** Work instructions **
Count the lines in the records below that contain the string "couch", matching case exactly. Reply with the number alone.

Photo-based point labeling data
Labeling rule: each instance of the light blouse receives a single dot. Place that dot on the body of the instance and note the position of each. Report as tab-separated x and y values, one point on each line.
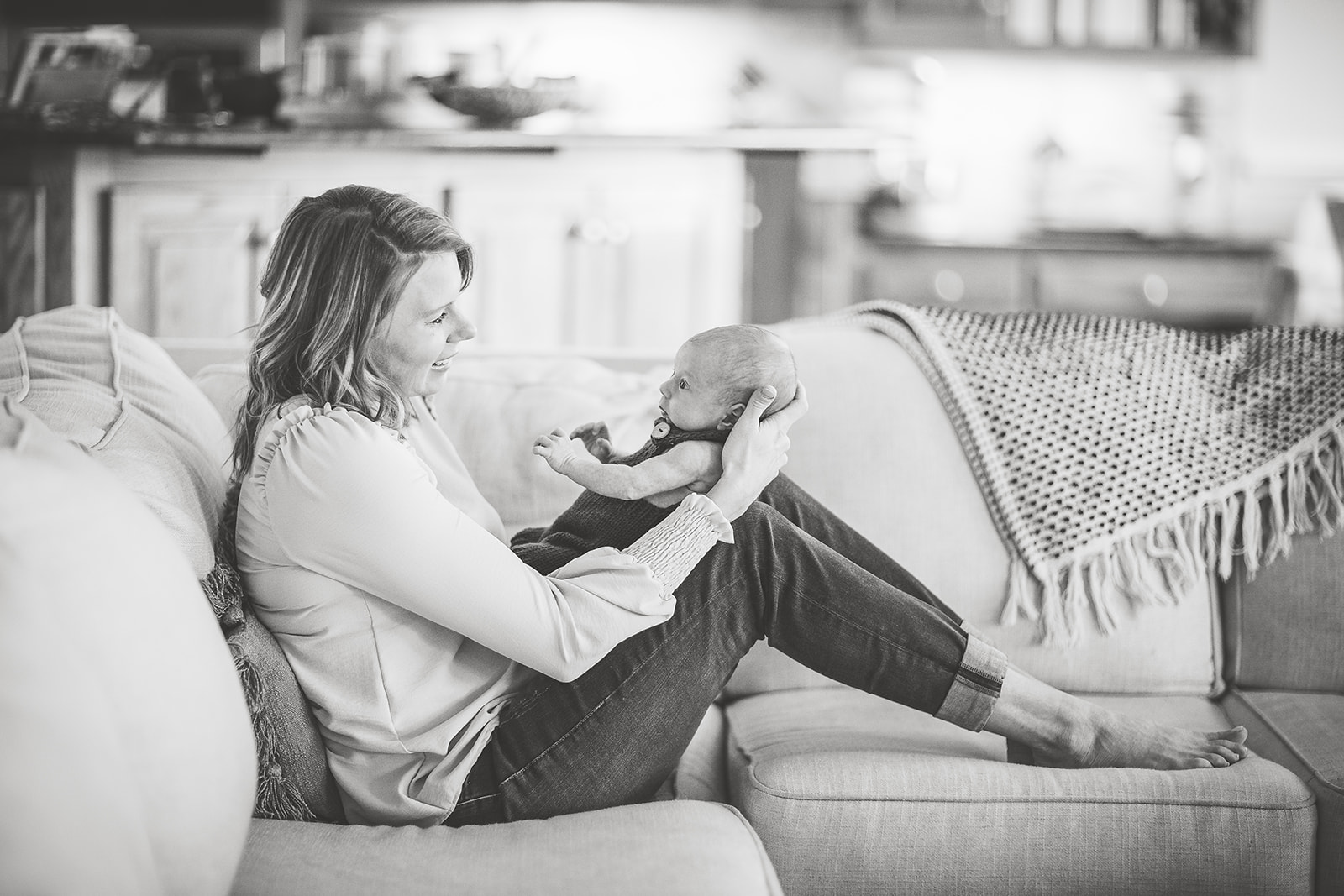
409	624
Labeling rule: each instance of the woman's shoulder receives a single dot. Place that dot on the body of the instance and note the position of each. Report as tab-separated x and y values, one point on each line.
312	434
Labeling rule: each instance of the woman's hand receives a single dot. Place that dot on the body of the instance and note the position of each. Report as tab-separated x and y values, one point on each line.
756	450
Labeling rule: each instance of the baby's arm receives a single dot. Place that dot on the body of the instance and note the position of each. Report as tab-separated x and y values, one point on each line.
691	465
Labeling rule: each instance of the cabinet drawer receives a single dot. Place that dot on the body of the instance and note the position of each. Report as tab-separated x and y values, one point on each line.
1205	291
983	280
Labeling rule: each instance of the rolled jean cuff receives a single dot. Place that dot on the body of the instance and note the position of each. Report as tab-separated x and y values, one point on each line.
979	681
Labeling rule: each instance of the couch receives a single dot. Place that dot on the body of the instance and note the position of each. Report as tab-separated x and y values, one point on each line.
144	728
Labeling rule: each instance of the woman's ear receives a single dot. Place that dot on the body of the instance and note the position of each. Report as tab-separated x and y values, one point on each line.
732	417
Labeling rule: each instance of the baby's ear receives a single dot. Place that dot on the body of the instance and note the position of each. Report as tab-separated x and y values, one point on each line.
732	417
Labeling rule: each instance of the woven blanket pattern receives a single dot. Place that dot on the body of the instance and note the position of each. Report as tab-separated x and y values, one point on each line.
1124	458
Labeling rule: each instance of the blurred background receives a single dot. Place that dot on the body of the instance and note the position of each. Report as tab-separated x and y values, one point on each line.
633	170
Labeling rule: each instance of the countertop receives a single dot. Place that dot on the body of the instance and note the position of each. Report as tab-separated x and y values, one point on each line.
1079	241
261	140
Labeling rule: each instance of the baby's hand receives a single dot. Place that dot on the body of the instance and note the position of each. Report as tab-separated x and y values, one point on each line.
558	449
596	438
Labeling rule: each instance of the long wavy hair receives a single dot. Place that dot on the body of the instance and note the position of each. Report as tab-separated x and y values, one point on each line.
338	268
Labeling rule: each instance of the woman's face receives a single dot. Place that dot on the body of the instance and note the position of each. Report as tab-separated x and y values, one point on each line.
414	347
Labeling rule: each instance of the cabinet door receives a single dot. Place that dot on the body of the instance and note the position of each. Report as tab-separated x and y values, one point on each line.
1206	291
633	251
981	280
186	262
24	237
528	259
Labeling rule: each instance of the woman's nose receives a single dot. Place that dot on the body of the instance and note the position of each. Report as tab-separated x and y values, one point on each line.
464	331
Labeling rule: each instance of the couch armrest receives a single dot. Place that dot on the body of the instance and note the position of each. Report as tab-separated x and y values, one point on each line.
660	848
1301	732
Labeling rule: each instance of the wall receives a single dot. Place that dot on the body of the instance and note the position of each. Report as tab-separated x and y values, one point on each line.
968	127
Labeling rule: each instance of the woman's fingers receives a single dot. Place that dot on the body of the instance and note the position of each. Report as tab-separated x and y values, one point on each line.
790	412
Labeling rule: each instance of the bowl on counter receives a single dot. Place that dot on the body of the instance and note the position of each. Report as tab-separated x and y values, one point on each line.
506	105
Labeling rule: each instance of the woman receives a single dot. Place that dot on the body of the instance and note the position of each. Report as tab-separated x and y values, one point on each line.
454	684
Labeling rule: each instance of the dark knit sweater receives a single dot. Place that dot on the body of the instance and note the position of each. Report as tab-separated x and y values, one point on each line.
596	520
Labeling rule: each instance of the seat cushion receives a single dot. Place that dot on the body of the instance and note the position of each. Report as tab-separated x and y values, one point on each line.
853	794
1287	624
125	752
660	849
1304	732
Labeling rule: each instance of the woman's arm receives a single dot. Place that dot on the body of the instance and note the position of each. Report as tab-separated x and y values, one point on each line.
347	501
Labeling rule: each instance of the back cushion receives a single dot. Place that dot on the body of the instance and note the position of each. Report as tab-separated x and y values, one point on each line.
114	392
125	752
877	448
1287	625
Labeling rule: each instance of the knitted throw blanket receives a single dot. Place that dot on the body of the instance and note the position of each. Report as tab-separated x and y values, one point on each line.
1124	459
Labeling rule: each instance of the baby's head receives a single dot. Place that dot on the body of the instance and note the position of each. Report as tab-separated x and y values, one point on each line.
717	371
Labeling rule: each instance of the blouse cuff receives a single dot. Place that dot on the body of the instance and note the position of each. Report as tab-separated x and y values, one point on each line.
674	547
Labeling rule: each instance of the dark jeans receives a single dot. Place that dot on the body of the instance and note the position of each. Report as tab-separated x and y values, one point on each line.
797	575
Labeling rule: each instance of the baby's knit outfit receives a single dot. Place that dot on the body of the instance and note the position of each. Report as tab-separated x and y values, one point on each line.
596	520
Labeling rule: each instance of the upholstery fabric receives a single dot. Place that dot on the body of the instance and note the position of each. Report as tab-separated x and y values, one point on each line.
116	392
931	517
125	754
1304	732
1285	626
703	772
857	795
656	849
282	718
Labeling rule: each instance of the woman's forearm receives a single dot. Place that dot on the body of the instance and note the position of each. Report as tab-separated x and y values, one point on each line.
674	547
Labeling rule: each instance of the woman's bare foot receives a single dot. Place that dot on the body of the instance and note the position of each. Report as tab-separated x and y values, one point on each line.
1068	732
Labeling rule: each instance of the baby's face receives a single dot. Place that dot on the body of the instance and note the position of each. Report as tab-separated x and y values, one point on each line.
692	396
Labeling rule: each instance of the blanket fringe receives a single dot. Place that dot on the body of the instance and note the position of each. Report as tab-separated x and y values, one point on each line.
1254	520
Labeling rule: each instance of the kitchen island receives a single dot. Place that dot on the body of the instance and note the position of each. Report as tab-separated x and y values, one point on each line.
584	239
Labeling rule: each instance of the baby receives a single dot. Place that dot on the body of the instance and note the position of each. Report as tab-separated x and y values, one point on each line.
712	379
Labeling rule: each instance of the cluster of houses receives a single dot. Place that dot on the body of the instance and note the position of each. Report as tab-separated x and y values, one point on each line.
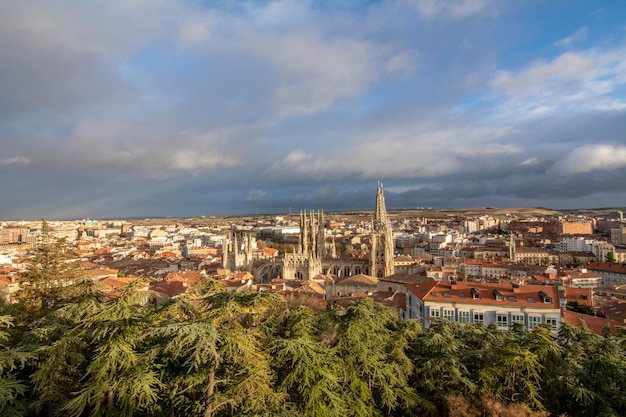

** Complete response **
2